■ **Tasks for this exercise**
**a.** According to the Lorraine Hahn profile, why did the writer watch episodes of "The Lorraine Hahn Show"? Please answer in one to three sentences.
**b.** Answer these questions from the Lorraine Hahn profile:
(i) How many episodes of Executive Golf did Lorraine host?
(ii) During which years did she host and produce Earth Factor Asia?
(iii) For which network did she make Earth Factor Asia?

■ **Text under study**
★ ★ ★ ★

After she left CNN, Lorraine hosted a twenty-six-episode golf program, Executive Golf, for the Indonesian channel, where she was called to interview top business leaders and politicians on various golf courses in Indonesia.
She even took time to start her own video show, “The Lorraine Hahn Show.” In preparation for our interview, I took time to watch some of the episodes, where she showcases local entrepreneurs and offers small bites on food, fashion, lifestyle. One of the episodes brought back fond memories, where Hong Kong’s celebrity stylist, Kim Robinson, shares his tips on creating the right style to suit a face. A dear friend of mine from back in the days!
From 2006-2009 Lorraine hosted and produced a solutions-based environmental program, Earth Factor Asia for PBS network in North America. The show highlighted environmental issues and solutions in the Asia region.
What prompted you to focus on environmental matters?

★ ★ ★ ★

Listing excerpted from a collection:

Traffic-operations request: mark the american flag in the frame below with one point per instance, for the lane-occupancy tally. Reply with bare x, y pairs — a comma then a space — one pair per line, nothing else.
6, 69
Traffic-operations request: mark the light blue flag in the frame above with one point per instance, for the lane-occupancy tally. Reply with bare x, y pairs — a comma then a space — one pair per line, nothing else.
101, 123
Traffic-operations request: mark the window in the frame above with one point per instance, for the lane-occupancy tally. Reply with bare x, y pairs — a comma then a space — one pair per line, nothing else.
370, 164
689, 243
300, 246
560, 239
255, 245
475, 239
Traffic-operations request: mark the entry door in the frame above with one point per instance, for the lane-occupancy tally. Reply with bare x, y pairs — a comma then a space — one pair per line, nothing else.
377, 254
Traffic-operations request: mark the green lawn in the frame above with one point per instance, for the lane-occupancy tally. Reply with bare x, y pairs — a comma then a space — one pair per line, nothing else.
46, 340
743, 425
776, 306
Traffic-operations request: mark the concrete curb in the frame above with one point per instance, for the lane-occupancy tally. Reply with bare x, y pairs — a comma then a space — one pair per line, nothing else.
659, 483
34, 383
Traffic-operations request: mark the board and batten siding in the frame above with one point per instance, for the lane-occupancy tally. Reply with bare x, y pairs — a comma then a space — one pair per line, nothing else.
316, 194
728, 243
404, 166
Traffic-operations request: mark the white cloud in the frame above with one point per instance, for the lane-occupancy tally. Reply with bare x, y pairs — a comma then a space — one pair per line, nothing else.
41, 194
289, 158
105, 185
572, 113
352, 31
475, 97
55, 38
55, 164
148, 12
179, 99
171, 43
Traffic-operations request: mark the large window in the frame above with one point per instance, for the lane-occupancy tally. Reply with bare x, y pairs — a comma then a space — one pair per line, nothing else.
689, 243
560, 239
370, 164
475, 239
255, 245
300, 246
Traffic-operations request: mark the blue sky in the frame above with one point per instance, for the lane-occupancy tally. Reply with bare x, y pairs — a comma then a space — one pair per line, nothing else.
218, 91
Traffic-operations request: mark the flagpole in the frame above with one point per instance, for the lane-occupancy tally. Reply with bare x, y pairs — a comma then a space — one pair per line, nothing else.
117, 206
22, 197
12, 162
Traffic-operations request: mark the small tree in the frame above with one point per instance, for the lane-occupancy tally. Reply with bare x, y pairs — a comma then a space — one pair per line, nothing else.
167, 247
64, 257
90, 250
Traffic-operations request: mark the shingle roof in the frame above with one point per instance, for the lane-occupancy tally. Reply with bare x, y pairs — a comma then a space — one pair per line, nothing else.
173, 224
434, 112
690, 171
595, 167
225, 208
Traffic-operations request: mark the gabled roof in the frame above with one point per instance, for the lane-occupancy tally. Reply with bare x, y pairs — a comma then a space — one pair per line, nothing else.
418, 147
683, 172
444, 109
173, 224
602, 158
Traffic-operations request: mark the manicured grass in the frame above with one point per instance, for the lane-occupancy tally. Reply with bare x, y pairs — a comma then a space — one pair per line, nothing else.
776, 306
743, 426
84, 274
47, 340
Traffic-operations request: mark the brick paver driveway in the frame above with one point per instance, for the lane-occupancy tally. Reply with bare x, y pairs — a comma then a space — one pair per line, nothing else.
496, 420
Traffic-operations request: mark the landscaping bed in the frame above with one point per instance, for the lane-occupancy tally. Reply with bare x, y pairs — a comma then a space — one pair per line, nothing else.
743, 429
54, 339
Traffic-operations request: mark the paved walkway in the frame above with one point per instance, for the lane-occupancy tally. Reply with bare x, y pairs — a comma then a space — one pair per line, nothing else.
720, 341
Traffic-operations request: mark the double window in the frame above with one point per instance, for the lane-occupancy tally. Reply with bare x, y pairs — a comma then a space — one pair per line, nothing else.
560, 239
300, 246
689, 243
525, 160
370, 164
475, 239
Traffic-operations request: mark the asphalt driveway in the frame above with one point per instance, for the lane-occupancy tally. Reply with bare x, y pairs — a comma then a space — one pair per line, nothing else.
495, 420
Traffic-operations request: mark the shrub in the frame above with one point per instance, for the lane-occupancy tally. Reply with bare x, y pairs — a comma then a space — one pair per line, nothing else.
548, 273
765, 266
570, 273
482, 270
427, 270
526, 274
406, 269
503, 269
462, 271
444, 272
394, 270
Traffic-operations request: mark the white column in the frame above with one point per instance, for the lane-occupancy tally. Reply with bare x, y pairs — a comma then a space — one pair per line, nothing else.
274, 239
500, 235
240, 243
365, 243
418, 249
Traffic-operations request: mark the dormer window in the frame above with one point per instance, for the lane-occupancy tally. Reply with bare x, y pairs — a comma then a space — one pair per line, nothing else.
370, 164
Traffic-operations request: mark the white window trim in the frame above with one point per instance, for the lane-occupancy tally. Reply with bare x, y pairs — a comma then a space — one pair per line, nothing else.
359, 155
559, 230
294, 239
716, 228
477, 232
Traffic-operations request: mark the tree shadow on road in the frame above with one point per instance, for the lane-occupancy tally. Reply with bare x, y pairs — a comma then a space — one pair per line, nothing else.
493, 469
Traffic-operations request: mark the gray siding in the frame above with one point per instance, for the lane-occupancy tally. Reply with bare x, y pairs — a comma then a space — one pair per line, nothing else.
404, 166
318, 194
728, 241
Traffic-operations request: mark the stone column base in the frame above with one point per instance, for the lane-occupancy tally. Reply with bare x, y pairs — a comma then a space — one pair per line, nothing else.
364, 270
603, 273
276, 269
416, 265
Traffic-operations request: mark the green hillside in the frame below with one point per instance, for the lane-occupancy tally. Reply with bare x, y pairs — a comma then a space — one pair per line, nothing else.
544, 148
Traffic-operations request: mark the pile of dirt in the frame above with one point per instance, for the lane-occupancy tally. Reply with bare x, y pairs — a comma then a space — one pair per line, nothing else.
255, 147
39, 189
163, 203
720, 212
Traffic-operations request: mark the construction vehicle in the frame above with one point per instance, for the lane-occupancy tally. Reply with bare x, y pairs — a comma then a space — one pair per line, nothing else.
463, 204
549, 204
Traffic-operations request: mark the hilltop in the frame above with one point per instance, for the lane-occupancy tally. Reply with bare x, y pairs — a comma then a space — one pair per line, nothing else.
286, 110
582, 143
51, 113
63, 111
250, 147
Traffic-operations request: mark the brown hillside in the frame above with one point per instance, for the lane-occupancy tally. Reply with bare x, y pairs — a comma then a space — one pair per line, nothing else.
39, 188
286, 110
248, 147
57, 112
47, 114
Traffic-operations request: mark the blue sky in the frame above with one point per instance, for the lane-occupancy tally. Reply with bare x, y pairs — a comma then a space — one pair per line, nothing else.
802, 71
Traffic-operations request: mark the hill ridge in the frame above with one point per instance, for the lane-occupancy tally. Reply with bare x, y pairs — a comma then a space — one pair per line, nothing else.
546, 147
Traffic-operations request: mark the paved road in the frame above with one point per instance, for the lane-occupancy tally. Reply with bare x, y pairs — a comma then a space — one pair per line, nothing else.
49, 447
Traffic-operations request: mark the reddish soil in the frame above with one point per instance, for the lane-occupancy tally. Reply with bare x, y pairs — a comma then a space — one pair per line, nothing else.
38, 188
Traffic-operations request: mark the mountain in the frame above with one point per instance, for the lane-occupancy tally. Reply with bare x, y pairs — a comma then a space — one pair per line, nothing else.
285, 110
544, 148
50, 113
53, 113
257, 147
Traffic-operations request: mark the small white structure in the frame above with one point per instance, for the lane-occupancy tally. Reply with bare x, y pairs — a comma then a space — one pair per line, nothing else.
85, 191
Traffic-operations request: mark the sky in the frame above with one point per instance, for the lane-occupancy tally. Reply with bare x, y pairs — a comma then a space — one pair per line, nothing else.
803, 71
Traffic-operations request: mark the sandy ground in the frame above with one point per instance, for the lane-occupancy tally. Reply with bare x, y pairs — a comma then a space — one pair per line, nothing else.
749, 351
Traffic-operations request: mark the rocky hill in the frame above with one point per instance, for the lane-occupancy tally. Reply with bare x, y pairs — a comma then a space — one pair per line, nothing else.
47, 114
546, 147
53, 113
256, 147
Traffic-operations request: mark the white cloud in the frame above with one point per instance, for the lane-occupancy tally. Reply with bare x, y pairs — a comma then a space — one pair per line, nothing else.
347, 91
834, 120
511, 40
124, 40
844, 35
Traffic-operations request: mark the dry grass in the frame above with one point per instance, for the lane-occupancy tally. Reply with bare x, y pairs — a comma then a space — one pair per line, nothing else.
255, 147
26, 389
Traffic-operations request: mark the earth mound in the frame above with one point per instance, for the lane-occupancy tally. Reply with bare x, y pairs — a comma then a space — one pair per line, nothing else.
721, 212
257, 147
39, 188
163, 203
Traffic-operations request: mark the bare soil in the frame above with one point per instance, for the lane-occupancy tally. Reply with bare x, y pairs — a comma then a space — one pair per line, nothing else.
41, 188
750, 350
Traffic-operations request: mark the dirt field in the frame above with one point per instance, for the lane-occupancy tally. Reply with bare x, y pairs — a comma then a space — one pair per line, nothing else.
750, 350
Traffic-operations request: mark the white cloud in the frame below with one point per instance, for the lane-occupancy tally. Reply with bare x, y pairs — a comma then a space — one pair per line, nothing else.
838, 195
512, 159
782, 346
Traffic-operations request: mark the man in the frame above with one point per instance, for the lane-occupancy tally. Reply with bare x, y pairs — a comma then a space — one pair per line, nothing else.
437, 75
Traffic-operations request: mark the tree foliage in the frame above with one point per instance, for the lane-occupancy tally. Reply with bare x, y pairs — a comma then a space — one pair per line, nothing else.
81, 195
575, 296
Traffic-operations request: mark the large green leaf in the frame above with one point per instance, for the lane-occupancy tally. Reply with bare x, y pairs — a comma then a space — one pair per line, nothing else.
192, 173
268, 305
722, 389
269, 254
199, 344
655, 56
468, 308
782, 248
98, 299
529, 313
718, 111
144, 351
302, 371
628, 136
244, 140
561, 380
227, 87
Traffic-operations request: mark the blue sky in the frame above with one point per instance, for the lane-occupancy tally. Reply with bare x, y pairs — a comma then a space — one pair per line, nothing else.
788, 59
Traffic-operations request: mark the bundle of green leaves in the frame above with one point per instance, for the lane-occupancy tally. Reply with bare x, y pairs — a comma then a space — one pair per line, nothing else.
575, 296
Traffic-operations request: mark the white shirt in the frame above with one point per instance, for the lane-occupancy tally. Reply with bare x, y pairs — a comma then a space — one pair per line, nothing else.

★ ★ ★ ★

■ **Outputs in order**
**a.** The writer watched some of the episodes to prepare for the interview with Lorraine.

**b.**
(i) Twenty-six.
(ii) 2006-2009.
(iii) The PBS network in North America.